## BRIEF
Wherever "peninsula" appears in the records below, copy the line that holds it.

[Start of section]

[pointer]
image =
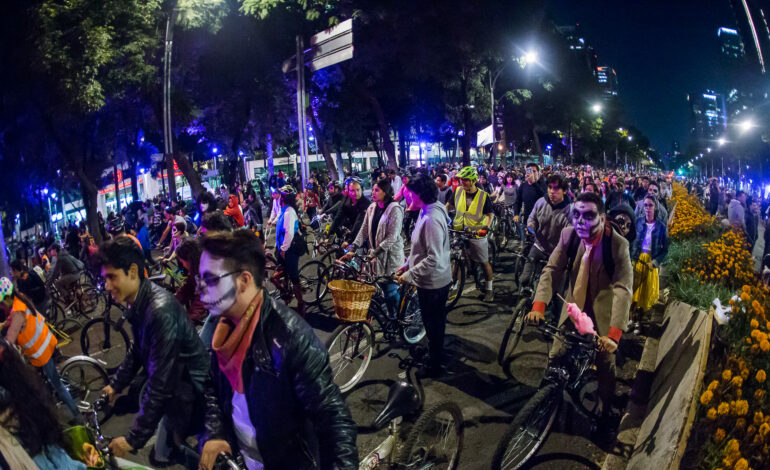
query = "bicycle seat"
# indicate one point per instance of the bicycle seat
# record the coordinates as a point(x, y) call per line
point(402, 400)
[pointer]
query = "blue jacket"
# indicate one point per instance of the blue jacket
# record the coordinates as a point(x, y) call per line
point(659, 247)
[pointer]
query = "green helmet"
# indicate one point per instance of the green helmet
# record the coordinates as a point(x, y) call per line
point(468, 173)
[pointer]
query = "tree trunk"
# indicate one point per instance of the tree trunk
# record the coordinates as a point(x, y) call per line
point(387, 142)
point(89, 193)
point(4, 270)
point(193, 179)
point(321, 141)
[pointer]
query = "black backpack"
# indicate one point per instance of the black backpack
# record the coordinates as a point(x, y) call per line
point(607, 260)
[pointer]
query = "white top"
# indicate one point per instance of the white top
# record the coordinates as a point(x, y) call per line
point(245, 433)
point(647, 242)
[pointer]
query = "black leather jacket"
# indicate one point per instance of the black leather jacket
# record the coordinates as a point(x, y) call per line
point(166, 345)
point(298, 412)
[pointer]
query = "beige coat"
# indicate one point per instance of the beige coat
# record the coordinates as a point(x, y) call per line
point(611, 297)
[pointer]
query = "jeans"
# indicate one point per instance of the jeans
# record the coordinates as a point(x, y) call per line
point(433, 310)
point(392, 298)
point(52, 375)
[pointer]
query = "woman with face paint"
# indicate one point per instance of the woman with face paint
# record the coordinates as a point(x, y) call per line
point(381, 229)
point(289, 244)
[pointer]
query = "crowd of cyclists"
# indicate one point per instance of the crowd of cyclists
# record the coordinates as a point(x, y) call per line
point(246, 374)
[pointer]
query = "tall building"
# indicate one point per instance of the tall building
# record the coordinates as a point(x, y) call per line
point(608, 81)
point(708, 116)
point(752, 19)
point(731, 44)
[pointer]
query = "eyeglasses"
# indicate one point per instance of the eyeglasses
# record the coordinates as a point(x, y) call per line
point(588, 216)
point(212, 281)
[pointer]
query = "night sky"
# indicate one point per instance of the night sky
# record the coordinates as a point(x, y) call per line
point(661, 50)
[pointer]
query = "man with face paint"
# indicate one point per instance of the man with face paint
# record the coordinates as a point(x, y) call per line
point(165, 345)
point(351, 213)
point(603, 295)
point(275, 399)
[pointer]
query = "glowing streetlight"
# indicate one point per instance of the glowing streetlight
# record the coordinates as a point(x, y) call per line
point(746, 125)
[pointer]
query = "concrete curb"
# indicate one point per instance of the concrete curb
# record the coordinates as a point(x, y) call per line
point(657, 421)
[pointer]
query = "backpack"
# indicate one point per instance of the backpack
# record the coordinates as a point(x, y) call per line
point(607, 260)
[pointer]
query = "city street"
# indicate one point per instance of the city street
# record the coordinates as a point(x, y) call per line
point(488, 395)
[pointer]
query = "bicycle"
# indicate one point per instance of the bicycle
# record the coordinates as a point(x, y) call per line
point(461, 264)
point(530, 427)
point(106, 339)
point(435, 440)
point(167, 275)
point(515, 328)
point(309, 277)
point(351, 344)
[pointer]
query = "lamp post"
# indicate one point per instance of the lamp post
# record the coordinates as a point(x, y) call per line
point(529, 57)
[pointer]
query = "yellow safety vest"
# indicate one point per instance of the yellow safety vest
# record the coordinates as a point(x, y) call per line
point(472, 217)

[End of section]
[Start of section]

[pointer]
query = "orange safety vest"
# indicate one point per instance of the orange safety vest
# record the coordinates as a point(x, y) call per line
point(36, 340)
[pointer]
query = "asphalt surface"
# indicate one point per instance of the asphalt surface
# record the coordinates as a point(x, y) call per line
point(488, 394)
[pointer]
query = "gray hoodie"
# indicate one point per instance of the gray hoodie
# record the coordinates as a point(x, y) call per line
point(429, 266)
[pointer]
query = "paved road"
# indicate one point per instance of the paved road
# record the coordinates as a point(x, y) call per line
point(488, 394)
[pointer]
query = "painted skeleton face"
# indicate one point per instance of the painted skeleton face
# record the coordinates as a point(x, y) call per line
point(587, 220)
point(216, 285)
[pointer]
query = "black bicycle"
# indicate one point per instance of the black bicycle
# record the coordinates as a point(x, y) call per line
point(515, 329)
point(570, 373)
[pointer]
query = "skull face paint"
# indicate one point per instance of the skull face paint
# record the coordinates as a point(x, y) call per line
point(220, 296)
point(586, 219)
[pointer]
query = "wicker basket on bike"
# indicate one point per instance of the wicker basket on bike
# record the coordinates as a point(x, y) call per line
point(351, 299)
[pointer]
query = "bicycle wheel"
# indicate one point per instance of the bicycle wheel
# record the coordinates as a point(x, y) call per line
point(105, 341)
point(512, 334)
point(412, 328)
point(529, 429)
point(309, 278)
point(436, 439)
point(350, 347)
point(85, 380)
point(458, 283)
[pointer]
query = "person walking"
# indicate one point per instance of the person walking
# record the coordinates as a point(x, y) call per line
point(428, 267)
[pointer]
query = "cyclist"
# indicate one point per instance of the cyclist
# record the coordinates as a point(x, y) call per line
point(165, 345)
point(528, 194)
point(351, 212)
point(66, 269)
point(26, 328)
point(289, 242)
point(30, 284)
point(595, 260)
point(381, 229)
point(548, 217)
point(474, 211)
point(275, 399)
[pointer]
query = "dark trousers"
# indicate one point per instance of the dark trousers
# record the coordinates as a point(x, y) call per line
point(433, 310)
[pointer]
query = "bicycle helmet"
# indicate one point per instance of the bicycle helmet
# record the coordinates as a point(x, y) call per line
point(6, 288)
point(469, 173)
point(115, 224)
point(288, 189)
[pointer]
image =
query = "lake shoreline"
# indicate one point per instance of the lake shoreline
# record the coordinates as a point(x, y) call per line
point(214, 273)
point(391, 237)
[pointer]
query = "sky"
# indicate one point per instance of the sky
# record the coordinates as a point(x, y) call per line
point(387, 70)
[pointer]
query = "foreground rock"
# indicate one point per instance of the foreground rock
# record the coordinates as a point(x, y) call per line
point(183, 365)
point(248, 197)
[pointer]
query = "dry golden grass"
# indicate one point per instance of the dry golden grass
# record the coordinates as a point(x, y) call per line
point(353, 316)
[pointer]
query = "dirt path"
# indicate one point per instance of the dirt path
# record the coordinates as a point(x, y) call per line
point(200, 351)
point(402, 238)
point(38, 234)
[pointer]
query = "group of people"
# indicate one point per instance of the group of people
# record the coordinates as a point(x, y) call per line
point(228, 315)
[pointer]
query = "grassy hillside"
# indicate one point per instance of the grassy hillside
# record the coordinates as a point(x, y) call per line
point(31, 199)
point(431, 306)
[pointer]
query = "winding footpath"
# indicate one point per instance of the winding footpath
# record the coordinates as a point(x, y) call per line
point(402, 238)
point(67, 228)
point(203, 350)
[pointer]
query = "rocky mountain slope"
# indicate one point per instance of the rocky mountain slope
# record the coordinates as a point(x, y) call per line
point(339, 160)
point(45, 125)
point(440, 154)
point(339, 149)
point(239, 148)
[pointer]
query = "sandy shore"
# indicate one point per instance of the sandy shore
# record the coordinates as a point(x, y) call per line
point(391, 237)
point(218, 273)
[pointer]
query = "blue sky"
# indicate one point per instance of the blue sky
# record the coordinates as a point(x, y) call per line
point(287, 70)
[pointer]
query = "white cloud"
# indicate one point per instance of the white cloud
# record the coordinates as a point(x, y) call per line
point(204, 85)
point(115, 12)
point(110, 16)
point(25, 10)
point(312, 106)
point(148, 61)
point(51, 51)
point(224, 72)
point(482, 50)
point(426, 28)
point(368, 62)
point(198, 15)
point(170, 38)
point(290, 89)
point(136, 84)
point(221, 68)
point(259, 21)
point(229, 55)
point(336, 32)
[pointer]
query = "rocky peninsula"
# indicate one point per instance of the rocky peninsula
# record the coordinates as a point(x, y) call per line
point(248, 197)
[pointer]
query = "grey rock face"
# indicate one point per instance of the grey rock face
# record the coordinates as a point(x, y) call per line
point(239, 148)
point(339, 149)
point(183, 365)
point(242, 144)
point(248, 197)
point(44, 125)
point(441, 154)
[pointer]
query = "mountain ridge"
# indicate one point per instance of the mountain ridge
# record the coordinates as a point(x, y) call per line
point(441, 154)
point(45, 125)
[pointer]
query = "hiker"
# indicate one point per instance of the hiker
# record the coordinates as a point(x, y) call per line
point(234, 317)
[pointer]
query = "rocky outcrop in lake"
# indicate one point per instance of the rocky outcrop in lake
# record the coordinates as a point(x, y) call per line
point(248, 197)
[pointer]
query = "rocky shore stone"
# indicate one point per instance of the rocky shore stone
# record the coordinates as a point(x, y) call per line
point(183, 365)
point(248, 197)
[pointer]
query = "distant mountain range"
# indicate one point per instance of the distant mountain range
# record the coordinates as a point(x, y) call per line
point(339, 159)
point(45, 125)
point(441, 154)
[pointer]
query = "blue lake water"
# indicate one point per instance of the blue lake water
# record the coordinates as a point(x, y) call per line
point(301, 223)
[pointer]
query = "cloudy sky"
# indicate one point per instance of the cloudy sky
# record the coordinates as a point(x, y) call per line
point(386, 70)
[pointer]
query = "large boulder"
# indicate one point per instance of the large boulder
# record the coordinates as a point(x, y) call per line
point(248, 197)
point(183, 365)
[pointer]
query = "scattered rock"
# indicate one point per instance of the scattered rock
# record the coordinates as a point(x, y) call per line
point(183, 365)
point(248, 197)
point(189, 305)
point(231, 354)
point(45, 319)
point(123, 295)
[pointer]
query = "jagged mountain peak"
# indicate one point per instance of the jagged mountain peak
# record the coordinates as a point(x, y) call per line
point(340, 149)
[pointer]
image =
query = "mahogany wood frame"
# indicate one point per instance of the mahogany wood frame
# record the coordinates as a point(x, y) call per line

[End of section]
[Start of section]

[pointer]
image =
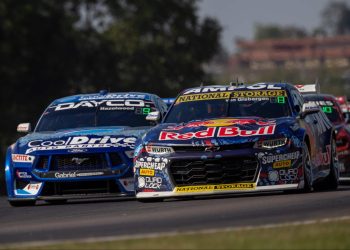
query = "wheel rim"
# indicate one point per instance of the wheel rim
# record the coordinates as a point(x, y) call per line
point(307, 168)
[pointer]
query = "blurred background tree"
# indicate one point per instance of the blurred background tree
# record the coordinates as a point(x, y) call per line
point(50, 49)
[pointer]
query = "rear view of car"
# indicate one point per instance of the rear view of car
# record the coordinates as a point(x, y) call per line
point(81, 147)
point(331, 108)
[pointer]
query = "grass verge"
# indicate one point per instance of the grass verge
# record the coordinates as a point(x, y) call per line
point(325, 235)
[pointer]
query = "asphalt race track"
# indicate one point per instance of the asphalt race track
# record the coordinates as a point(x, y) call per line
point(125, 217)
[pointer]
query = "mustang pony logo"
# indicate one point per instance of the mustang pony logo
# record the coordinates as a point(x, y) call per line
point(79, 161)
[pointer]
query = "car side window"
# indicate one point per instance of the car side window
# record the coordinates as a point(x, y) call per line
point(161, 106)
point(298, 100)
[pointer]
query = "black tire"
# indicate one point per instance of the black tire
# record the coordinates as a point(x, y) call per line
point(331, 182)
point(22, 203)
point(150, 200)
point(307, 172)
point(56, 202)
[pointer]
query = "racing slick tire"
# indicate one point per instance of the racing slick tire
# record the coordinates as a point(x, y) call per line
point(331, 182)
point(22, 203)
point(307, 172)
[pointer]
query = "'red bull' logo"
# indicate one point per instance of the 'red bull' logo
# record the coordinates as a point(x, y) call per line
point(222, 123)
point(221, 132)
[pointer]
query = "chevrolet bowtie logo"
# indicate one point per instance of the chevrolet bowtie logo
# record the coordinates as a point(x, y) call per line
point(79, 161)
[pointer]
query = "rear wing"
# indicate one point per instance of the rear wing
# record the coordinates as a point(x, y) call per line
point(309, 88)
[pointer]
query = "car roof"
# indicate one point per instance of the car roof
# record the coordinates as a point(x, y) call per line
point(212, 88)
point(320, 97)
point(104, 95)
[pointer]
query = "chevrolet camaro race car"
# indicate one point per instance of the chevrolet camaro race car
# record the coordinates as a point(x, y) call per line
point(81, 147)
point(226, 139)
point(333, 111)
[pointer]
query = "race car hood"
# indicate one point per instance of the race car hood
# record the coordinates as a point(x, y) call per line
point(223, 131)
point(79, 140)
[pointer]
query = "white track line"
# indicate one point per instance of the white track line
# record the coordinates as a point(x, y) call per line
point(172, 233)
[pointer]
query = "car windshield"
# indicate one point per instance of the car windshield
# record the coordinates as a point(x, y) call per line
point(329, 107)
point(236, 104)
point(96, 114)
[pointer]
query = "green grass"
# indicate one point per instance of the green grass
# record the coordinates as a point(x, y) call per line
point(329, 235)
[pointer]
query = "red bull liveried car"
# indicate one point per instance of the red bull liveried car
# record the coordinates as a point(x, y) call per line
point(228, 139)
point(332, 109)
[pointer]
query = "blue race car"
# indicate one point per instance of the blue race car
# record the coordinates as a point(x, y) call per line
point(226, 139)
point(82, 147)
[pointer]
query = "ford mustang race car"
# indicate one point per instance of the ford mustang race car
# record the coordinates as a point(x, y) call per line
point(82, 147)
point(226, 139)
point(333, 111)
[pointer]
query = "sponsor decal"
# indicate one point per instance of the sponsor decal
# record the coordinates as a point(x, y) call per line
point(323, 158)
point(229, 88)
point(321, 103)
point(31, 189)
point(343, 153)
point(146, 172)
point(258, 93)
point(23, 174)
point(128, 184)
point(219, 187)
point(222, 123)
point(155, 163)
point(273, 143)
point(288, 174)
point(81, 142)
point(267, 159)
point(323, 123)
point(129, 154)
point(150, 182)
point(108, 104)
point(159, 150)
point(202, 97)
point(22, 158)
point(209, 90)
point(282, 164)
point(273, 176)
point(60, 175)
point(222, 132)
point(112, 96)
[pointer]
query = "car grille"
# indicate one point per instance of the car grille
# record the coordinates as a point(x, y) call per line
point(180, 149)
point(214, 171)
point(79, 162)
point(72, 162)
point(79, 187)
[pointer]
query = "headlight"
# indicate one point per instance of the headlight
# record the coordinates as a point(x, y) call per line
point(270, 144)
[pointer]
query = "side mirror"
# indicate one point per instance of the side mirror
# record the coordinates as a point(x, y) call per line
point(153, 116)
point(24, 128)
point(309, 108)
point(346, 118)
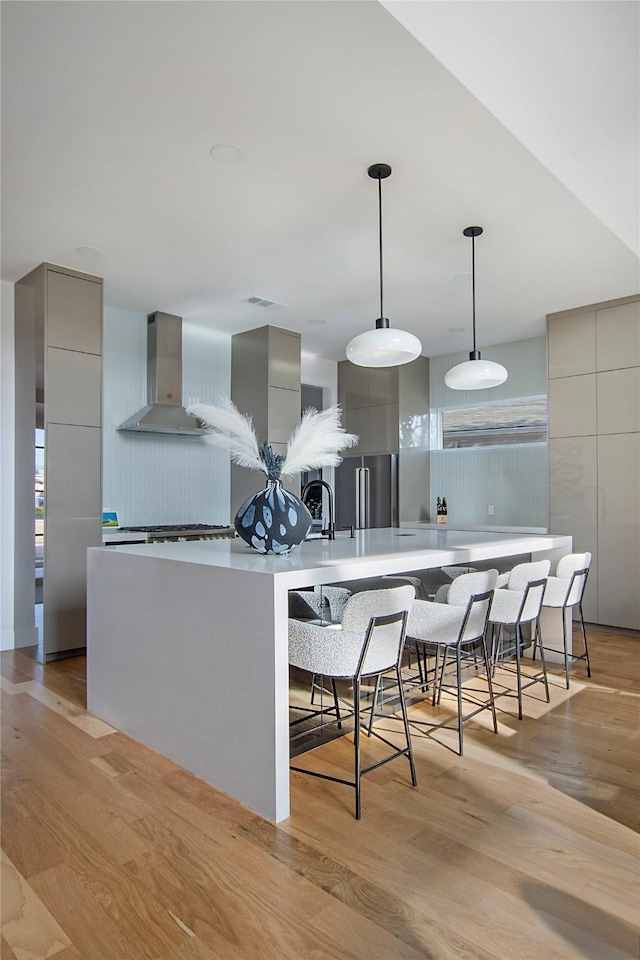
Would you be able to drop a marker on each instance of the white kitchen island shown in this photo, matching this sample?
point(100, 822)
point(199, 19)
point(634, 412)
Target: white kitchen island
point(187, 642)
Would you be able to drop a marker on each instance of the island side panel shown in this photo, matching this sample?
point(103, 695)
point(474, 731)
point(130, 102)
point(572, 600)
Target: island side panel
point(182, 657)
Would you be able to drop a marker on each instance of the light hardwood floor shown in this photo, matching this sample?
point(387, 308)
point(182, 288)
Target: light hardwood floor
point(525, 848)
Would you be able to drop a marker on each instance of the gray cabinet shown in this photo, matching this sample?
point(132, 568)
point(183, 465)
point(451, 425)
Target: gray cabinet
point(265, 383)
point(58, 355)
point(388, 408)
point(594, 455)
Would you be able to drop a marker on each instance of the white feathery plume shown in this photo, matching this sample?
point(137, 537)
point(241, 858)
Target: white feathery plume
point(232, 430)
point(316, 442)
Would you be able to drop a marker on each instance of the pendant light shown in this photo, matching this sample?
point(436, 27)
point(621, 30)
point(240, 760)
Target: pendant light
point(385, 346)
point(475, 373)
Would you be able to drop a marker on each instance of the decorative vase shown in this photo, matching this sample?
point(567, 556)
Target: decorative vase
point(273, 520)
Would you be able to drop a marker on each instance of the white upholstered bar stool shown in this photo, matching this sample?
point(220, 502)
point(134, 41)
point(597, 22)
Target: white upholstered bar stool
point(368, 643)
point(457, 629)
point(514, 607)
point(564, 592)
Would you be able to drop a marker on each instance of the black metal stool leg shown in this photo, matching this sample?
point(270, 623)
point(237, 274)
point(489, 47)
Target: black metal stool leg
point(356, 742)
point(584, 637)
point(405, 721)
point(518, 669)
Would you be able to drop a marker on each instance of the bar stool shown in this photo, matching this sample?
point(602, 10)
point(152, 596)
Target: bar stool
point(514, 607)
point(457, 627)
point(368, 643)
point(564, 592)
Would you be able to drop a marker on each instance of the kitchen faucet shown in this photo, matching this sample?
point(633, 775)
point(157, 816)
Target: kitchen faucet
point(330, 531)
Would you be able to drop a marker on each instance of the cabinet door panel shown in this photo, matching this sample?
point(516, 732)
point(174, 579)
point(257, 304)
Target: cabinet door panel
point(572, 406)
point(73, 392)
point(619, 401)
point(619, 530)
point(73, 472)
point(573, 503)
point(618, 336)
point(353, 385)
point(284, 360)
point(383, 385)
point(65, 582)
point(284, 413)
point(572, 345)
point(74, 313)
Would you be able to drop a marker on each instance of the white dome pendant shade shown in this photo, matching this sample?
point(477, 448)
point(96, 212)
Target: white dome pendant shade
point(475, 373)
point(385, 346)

[End of section]

## TASK RESPONSE
query = "rocky peninsula"
# indicate one point per instance of the rocky peninsula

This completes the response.